| What you need to do |
Rewrite the material starting at the line that contains "of the round" and ending at the line that contains "column 214, row 567", changing every "pick planner" to "grasp planner" and leaving all else as it is. Give back only those lines.

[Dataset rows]
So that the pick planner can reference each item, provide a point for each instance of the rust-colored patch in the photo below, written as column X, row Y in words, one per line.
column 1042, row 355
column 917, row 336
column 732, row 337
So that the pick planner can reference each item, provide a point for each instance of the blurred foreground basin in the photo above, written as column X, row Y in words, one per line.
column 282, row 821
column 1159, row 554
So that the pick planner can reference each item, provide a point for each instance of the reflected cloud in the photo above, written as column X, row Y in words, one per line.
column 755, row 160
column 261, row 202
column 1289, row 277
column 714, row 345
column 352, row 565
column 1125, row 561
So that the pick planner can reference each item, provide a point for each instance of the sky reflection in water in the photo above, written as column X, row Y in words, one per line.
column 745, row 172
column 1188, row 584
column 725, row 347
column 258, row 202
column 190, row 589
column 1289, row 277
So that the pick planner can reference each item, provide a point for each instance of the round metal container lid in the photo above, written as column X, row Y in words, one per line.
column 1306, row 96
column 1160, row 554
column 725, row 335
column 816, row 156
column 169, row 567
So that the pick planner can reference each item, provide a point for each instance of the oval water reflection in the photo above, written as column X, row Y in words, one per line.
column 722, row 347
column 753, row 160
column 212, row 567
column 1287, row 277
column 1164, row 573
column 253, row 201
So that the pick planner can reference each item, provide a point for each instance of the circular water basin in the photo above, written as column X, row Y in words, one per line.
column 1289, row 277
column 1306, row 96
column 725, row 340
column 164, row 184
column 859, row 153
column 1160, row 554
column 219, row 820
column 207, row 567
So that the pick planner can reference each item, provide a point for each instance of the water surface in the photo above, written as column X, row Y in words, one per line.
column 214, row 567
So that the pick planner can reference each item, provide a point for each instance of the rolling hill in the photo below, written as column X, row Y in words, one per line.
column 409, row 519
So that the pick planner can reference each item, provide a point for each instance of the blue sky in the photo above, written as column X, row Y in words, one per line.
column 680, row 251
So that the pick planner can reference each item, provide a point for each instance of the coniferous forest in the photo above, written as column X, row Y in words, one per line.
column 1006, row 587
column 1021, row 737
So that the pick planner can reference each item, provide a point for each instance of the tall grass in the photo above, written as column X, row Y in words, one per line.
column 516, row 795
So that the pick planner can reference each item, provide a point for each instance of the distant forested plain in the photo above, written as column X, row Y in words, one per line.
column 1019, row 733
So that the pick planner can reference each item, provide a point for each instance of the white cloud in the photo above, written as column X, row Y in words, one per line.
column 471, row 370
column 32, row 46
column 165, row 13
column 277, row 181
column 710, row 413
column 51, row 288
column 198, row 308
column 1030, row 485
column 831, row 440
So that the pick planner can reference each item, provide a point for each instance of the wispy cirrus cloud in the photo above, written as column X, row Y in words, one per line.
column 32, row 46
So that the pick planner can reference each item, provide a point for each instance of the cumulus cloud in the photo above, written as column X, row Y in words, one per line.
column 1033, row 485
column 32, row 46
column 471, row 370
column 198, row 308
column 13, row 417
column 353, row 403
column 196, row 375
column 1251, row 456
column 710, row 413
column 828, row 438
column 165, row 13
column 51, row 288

| The response |
So that the grasp planner can reference each item, provide a point for each instance of the round metal container lid in the photo above, written as column X, row Y in words, one per line.
column 1306, row 96
column 1160, row 554
column 725, row 335
column 816, row 156
column 169, row 567
So that the grasp planner can reference each item, provide a point for each instance of the oval water reflection in the photo above, written as column X, row Y in words, one per line.
column 722, row 347
column 753, row 160
column 212, row 567
column 1287, row 277
column 1164, row 573
column 253, row 201
So that the grasp planner can reference each item, provide a point for each instance of the circular water basin in the photo above, written as column X, row Y in words, one per line.
column 1289, row 277
column 1306, row 96
column 725, row 340
column 164, row 184
column 859, row 153
column 1160, row 554
column 219, row 820
column 207, row 567
So that the grasp planner can reference each item, provide a point for each instance of the water surface in the photo above, written as column X, row Y in words, one per line.
column 214, row 567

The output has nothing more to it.